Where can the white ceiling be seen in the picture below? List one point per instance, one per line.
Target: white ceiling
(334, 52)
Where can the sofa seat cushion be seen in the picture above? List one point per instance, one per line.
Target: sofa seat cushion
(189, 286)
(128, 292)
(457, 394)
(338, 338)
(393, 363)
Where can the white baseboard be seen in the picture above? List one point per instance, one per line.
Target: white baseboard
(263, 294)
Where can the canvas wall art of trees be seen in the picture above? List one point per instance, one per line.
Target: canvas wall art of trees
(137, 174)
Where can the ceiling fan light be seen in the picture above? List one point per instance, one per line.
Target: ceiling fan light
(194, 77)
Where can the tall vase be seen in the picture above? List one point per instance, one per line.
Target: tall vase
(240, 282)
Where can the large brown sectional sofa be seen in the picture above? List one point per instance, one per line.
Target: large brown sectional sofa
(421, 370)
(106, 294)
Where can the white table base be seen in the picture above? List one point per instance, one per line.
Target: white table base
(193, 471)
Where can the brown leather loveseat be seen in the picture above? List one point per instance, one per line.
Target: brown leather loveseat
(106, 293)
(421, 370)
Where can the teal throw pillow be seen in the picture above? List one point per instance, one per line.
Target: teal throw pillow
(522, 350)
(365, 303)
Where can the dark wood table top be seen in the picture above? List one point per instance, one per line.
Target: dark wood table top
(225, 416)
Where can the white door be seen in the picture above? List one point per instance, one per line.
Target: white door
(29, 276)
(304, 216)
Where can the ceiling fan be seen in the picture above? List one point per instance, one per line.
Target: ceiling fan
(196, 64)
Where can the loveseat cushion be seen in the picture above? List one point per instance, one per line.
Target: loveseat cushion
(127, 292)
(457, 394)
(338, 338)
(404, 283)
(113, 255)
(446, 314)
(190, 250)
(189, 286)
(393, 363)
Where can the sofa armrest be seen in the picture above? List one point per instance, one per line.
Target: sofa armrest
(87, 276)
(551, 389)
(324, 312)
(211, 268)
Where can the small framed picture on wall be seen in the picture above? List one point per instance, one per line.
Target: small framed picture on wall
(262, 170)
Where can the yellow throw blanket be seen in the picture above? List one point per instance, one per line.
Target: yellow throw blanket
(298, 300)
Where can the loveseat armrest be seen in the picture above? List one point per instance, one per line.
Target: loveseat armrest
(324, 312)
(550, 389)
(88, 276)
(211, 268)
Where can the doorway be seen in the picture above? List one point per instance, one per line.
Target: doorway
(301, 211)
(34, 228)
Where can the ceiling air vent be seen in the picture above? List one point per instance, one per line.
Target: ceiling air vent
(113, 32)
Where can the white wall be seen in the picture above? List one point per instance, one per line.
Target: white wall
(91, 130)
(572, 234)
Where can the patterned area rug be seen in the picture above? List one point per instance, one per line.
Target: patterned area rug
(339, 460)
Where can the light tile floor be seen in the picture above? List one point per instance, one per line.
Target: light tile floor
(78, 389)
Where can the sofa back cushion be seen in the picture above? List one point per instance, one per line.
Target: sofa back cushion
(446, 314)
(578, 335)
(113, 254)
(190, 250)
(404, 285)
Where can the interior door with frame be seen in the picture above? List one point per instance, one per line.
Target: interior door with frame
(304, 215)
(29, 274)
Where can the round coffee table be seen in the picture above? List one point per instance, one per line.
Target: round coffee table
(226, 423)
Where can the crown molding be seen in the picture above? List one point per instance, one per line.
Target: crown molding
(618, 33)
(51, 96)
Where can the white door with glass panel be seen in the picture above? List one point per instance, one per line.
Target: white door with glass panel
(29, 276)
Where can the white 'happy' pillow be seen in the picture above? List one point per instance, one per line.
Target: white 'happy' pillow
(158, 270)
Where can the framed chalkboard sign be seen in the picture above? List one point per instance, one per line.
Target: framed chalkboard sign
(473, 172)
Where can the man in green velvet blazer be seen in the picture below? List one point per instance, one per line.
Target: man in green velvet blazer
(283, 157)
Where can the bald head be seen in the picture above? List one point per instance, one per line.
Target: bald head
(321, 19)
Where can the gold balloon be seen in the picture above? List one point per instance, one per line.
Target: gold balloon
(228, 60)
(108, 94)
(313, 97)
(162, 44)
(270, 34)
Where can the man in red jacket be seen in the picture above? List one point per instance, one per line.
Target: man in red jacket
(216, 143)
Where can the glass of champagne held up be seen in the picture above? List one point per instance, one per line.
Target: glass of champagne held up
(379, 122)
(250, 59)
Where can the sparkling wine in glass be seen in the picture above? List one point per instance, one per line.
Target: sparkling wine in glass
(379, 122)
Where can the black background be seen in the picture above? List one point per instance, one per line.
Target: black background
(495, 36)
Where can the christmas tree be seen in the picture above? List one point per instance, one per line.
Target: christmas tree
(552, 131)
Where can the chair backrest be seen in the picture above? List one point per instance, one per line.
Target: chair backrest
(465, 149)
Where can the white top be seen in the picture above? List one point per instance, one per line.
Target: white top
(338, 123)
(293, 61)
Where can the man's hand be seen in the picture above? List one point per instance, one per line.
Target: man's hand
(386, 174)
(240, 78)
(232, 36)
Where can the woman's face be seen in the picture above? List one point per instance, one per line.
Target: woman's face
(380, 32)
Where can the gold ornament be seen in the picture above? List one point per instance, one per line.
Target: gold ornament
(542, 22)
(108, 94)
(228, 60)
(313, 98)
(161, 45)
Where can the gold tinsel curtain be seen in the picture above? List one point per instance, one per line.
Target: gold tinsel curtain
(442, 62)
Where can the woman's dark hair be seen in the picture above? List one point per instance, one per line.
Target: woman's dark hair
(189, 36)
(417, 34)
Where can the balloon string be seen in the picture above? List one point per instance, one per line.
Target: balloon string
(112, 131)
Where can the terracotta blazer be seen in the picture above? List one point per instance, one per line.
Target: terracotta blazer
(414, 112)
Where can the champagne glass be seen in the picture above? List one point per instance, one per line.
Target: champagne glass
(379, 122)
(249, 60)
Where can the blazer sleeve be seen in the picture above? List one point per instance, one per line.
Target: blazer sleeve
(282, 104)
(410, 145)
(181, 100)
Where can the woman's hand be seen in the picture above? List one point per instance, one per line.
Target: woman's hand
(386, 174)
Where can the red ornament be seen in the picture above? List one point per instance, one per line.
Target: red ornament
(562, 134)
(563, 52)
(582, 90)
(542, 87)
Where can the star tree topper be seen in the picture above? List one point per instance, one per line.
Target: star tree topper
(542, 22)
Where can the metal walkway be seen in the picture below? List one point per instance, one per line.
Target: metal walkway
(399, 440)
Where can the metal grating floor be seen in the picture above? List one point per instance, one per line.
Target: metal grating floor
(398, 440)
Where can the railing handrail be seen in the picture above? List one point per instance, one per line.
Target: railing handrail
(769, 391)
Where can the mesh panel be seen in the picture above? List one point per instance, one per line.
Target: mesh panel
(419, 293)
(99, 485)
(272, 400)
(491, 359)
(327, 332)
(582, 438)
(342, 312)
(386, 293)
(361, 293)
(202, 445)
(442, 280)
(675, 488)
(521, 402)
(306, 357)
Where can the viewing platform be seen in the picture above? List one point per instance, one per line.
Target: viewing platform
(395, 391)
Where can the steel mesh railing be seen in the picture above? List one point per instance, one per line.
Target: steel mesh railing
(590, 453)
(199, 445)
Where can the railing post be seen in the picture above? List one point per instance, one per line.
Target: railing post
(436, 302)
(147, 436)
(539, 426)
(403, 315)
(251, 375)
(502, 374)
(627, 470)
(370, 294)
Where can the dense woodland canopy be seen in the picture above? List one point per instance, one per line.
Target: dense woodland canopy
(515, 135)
§
(Short problem) Please render every item above as a two-column CSV with the headers item_text and answer, one row per item. Wrap each field in double quotes and replace any line break inside a field with a space.

(The result)
item_text,answer
"Where can the white ceiling be seen in the picture below? List one point per instance, one per line. Target: white ceiling","(334, 52)"
"Where can the sofa seat cushion be seen in the picture above? List one point per instance, one per line. Target: sofa seat cushion","(189, 286) (128, 292) (457, 394) (338, 338) (393, 363)"
"Where can the white baseboard be seen in the picture above? List one point per instance, one per line. Target: white baseboard","(263, 294)"
"Where can the canvas wall art of trees be seen in the picture above? List one point per instance, one per line. Target: canvas wall art of trees","(137, 174)"
"Where can the ceiling fan light be seen in the picture above? List one point per instance, one per line. Target: ceiling fan light","(194, 77)"
"Where can the tall vase be seen in the picture above? List one point per instance, one per line. Target: tall vase","(240, 282)"
"Where can the large brown sectional sofa be seen in the picture above? List one point per instance, one per line. Target: large brown sectional sofa","(421, 370) (106, 294)"
"Where can the white table base be seen in the picture above? List one point per instance, one per line. Target: white table base","(193, 471)"
"Where can the brown leather loveseat be seen in the picture above? List one point per instance, one per line. Target: brown leather loveseat","(106, 293) (421, 370)"
"Where can the teal throw pillow be seen in the picture above? List one point per instance, one per line. Target: teal throw pillow","(522, 350) (365, 303)"
"Where can the dark wood table top be seen in the picture above? List one point per instance, one per line. Target: dark wood table top","(225, 416)"
"Where can the white door be seen in the picture above? List one point per instance, one per line. Target: white door","(29, 276) (304, 216)"
"Where can the ceiling fan be seen in the picture above? List one point per instance, one per line. Target: ceiling fan","(196, 64)"
"Where can the loveseat cushion be seen in the picture above? List one point per instance, one per line. Target: loveseat cushion","(127, 292) (457, 394) (338, 338) (404, 283) (113, 255) (446, 314) (190, 250) (189, 286) (393, 363)"
"Where can the sofa armrest be seen in the picture above? List one point per instance, one per line. Target: sofa armrest","(87, 276) (551, 389) (324, 312) (211, 268)"
"Where can the small framed picture on wall be seen in the picture above? List one point per instance, one per line. Target: small framed picture on wall","(262, 170)"
"Where can the yellow throw blanket be seen in the picture above? List one point per instance, one per line. Target: yellow throw blanket","(298, 300)"
"Where can the loveseat armrest be seen in the picture above? List one point per instance, one per line. Target: loveseat armrest","(324, 312) (550, 389) (88, 276) (211, 268)"
"Where can the doorway be seen in the picture above? List one point per instance, one per line. Target: doorway","(301, 211) (34, 228)"
"Where can the ceiling air vent be seen in the picture above? List one point per instance, one per line. Target: ceiling air vent","(113, 32)"
"Where can the white wall be seen in the picture above? List one point per instance, one per line. Target: white wall","(91, 130) (572, 234)"
"Where can the patterned area rug be seen in the picture above? List one point per instance, one per line. Target: patterned area rug","(339, 460)"
"Where can the light tile floor be seen in the picture above? List one point per instance, one per line. Target: light tile floor","(78, 389)"
"Where can the sofa back cushion be seen in the picture above? List one point per instance, one per line. Target: sofa back cushion","(446, 314) (578, 335) (113, 254) (190, 250) (404, 285)"
"Where can the interior door with frame be seen in the picture above? List one point per instance, one per line. Target: interior door with frame","(304, 215) (29, 274)"
"Where can the round coffee table be seen in the picture above? List one point per instance, one per line. Target: round coffee table","(226, 423)"
"Where can the crown molding be seen in the picture above? List one point per instance, one per line. Target: crown molding","(618, 33) (51, 96)"
"Where can the white door with glass panel be seen in the picture above? List one point per instance, one per line. Target: white door with glass panel","(29, 276)"
"Where can the white 'happy' pillow be seen in the picture above? List one point per instance, one per line. Target: white 'happy' pillow","(158, 270)"
"Where can the framed chalkboard sign be seen in the picture above? List one point per instance, one per line. Target: framed chalkboard sign","(473, 172)"
"Where can the man in green velvet blazer be seen in the picture below? List one point per instance, one per line. Target: man in green velvet blazer","(283, 157)"
"Where can the bald head be seen in the picture above? List one point per instance, one per line. Target: bald head","(321, 19)"
"Where can the gold balloon be seen in the picture above? List one point per instance, one per line. Target: gold balloon","(228, 60) (108, 94) (313, 97) (162, 44) (270, 34)"
"Where can the man in red jacket be seen in the picture above? List one point per instance, one per line. Target: man in red jacket","(216, 143)"
"Where can the glass of champagne held up be seen in the picture above? List one point per instance, one per line. Target: glass of champagne held up","(379, 122) (250, 59)"
"Where can the sparkling wine in glass be seen in the picture above? List one point per instance, one per line. Target: sparkling wine in glass","(379, 122)"
"Where can the black background be seen in the picture above? List one point per instance, one per line. Target: black background","(495, 36)"
"Where can the christmas tree be seen in the picture above? List one point per instance, one per line. Target: christmas tree","(552, 131)"
"Where can the chair backrest be seen in the picture above? List one point per instance, one per line. Target: chair backrest","(465, 149)"
"Where can the white top be seen in the picture above? List one point per instance, one per line. Target: white top","(338, 123) (293, 61)"
"Where can the man's hand be seen in the picture above? List one point per instance, one per line. Target: man's hand","(386, 174) (240, 78) (232, 36)"
"Where can the woman's face be seen in the picture above? List one point per instance, one per line. Target: woman's face","(380, 32)"
"Where can the gold ornament be seen in the picture above? List one point per instance, one per line. Target: gold ornament","(542, 22) (108, 94) (228, 60) (313, 98) (161, 45)"
"Where can the gold tinsel curtain be seen in the picture above? List one point per instance, one per line. Target: gold tinsel curtain","(442, 62)"
"Where can the woman's dark hair be seen in the picture above? List one point per instance, one per line. Target: woman's dark hair","(189, 36) (417, 34)"
"Where can the balloon string be seen in the picture above? List one point per instance, one per line. Target: balloon string","(112, 131)"
"Where can the terracotta blazer be seen in the picture above? List one point per instance, one per line. Target: terracotta blazer","(414, 112)"
"Where can the champagne glass be seen in the picture above? List one point per instance, one per line. Target: champagne glass","(379, 122) (249, 60)"
"Where can the blazer sleeve be seen in the picture above? List one point per instance, one per line. Target: blazer sleeve","(282, 104) (410, 145) (181, 100)"
"Where can the woman's hand be seen in the picture above? List one point per instance, one per line. Target: woman's hand","(386, 174)"
"Where can the red ornament be seen in the picture above? List one point per instance, one per line. Target: red ornament","(562, 134) (563, 52) (582, 90) (542, 87)"
"Where can the star tree topper be seen in the picture above? List one point per instance, one per line. Target: star tree topper","(542, 22)"
"Where can the metal walkway be seen in the picture below? List one point per instance, one per line. Target: metal walkway","(399, 440)"
"Where can the metal grating floor be seen in the picture above? List one point per instance, one per line. Target: metal grating floor","(398, 440)"
"Where can the railing handrail be seen in the picture above? List one point per instance, one per line. Target: railing handrail","(769, 391)"
"Where can the mesh panel be seen in the picture above? List one point per instance, one per line. Target: mesh panel","(419, 293) (99, 485) (272, 400) (491, 359) (327, 332) (582, 438) (342, 312) (386, 293) (361, 293) (202, 445) (442, 280) (675, 488) (521, 402) (306, 357)"
"Where can the viewing platform be seen in the picture above? List one point per instance, one per line. Target: viewing platform","(395, 391)"
"Where can the steel mesh railing be seen in the picture above? List one point per instance, one per line. Target: steel mesh railing","(590, 453) (199, 445)"
"Where can the railing post be seen in the picture above? List one point per instance, one per line. Target: railing post","(436, 302) (147, 436) (539, 426) (403, 315) (251, 375) (502, 374) (627, 470) (370, 294)"
"Where can the dense woodland canopy be seen in the picture above? List one point per instance, one per line. Target: dense woodland canopy","(515, 135)"